══ Text provided ══

How many four-digit numbers can be made using the numbers 1, 2, 3, 4 and 5, if:
a) no digit is repeated more than once;
b) the repetition of digits is allowed;
c) the numbers should be odd and there should not be any repetition of digits?
Here is a fragment of the table, which is called the Leibniz triangle. Its properties are “analogous in the sense of the opposite” to the properties of Pascal’s triangle. The numbers on the boundary of the triangle are the inverses of consecutive natural numbers. Each number is equal to the sum of two numbers below it. Find the formula that connects the numbers from Pascal’s and Leibniz triangles.

═══

(Directions for this task):
From the math problems text, return word for word the passage that opens with the words containing "How many four-digit" and closes with "repetition of digits?".

══ Dataset entries ══

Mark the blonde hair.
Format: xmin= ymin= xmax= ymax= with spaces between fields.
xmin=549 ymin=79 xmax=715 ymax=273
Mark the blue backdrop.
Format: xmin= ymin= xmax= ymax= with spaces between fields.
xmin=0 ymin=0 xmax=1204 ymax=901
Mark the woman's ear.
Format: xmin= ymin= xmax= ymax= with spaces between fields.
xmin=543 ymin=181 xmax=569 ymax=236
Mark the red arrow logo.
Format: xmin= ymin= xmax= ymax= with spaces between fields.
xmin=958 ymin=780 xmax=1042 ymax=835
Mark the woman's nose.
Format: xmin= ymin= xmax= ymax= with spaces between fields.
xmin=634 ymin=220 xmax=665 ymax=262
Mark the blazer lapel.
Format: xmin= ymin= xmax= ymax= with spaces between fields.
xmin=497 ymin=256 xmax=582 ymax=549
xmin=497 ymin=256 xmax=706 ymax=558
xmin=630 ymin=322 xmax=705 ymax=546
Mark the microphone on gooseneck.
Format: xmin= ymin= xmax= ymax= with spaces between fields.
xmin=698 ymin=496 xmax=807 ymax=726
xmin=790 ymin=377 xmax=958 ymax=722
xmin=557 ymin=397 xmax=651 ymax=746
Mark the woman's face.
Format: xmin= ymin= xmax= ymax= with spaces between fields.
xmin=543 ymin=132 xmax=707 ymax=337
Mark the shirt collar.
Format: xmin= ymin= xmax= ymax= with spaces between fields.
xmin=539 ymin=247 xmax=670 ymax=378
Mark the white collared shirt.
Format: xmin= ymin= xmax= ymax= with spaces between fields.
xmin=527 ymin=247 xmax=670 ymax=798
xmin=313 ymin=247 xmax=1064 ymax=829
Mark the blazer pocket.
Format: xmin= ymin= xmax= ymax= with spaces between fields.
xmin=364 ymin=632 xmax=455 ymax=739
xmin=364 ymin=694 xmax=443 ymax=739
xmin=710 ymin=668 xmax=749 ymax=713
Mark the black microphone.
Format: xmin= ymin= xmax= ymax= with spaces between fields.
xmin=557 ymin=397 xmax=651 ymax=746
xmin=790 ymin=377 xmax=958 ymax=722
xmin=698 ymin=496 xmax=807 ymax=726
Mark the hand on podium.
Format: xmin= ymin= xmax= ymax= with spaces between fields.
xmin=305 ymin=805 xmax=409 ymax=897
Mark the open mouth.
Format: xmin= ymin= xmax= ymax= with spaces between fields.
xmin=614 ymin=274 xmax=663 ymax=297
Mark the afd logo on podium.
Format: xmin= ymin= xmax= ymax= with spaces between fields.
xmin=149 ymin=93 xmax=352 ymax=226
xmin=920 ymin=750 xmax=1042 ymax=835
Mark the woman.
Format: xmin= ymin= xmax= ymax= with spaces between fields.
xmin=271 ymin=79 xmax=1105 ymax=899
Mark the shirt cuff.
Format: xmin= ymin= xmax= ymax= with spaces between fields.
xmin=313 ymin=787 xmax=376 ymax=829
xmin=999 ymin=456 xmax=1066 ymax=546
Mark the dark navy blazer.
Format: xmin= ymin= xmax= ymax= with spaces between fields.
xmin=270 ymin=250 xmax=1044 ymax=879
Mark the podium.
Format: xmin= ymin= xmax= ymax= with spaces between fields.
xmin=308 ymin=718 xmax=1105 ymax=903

═══

(Task answer):
How many four-digit numbers can be made using the numbers 1, 2, 3, 4 and 5, if:
a) no digit is repeated more than once;
b) the repetition of digits is allowed;
c) the numbers should be odd and there should not be any repetition of digits?